* Task objective:
Please resume the write-up on Professor Peng's talk about China's population, starting after its last sentence, the one on Tibet, not from the items.

* Document section:
This morning our MBA class from BI attended a presentation at Fudon University given by Professor Peng Xizhe called "The population factor: How China benefits from and controls its human capital. Consequences of the one child policy." Professor Peng outlined some fascinating insights into the Chinese population explosion, and the various controls the PRC are trying to put in place in order to manage it effectively.
At the forefront of concerns is the consumption habit of citizens in cities like Shangahi: for every family of one child in the city, for example, the consumption is equal to a rural family of seven children. When you place this startling consumption pattern beside the demographic that there are 542 million Chinese living in urban conditions (41.76%) of the population, and that is only growing, ecological resources become a key issue for consideration. Indeed, China is currently overproducing against its ecological resources by about 42% - in other words, there's a growing deficit of biological materials to feed the developing population. From this aspect, the value of raw commodities looks perhaps permanantly to have been raised at at the very least a benchmark level (commodity prices are probably overpriced though as some of the current value is undoubtedly created by fearful expectations of this shortage reflected in speculation).
Professor Peng aslo made some revealing clarifications about the widening male-female divide in the Chinese population. Wheras the average birth ratio of males/females in most developed countries
is around 106 males/100 females, in 1990 in China the figure was 111.42 males/100 females by the turn of the milennium it had risen to 119.92/100 males. Most of this was created, he conceded by "pre-birth selective abortion, particularly in rural areas. However, the Chinese government has passed rigid laws to punish doctors who use ultra-sound machines used to determine the sex of the child." Naturally too, the issue of sex education is difficult in a society where conservative values are still the norm, and the government has struggled in the dilemma of whether to provide contraception to young girls - particularly in urban areas, where marriage tends to take place now in the late twenties.
The one child policy is not as universal across China as some might suppose either: in fact, there are five current policies which are mostly regionally applied. The first is - most obviously - the one child policy, which is common in urban areas, as well as the rural provinces of Jingsu and Sichuan. Most of western China is less developed than East China however, and here regional authorities tend to have a different set of priorities. The second and third policies are two child policies either if the first child is a girl, or if there is at least a four year space between children. The fourth is a 2 -3 child policy which is allowed where the minority in the countryside is of a minority autonomous region. And the last - no numerical regulation - is applied in Tibet, where China does not regulate the population growth as a result of criticism by native Tibetans of the shrinking ethinic population.

* Data extracts:
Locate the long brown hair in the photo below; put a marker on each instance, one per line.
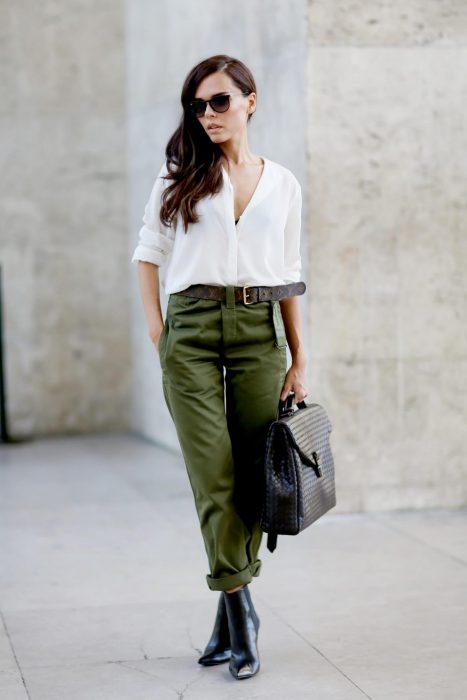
(192, 159)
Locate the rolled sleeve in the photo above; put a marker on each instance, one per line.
(292, 256)
(155, 241)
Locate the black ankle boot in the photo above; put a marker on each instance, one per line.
(243, 628)
(218, 648)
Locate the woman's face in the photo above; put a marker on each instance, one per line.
(234, 120)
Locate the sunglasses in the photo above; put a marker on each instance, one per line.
(219, 103)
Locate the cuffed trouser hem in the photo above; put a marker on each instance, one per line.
(225, 583)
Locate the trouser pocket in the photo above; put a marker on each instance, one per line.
(279, 329)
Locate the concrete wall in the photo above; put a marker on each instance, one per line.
(387, 138)
(161, 50)
(63, 204)
(365, 102)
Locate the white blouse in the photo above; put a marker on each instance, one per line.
(262, 249)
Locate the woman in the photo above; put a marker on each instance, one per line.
(227, 223)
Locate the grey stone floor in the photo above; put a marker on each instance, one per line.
(103, 591)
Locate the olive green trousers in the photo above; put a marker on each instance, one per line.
(223, 369)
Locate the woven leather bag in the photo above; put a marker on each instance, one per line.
(299, 484)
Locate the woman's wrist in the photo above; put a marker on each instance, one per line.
(299, 358)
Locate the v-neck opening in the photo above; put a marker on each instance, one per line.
(236, 221)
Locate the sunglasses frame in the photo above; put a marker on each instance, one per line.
(192, 104)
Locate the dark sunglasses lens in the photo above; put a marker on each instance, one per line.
(220, 103)
(198, 107)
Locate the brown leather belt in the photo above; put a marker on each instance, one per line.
(246, 294)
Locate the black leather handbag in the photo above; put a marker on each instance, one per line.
(298, 481)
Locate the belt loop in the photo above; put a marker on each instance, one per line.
(230, 296)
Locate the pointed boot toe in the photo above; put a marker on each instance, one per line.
(217, 650)
(243, 627)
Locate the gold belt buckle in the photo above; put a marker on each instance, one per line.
(244, 295)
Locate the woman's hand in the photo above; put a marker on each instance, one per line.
(295, 380)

* Exercise result:
The most major concern however may not be the size of the population, which is now being kept under control (in 2030 India will surpass China in population size), but the extent of ageing in the population in China. Right now there are about 7 working-age people to every 1 retired person, but by 2030 this figure shrinks to 3 working-age people to every 1 person of retirement-age; by 2050, just 2 working-age people will support 1 elderly person. Here is the conundrum, because Chinese population growth will become less than or equal to zero (in line with developed countries) by 2030 - 2035, but by the same measure, this will reduce dramatically the number of people able to provide to state benefits systems, upon which many of those of my generation will rely.
A fascinating lecture: pictures following are of Fudan University and the conference.
A model of Fudan University: the large towers below are not represented since the model was consructed two years ago and the building has been erected since then!
The conference room:
Stig Inge Eikemo, Head of PR for BI, arrives with a winning smile.
Dean of the MBA programme at BI, Pål Korsvold (right) deep in coversation with another representative from Norway.
The outspoken Norwegian economist Arne Jon Isachsen (right) and professor of economics at BI reflects on statistics before the conference.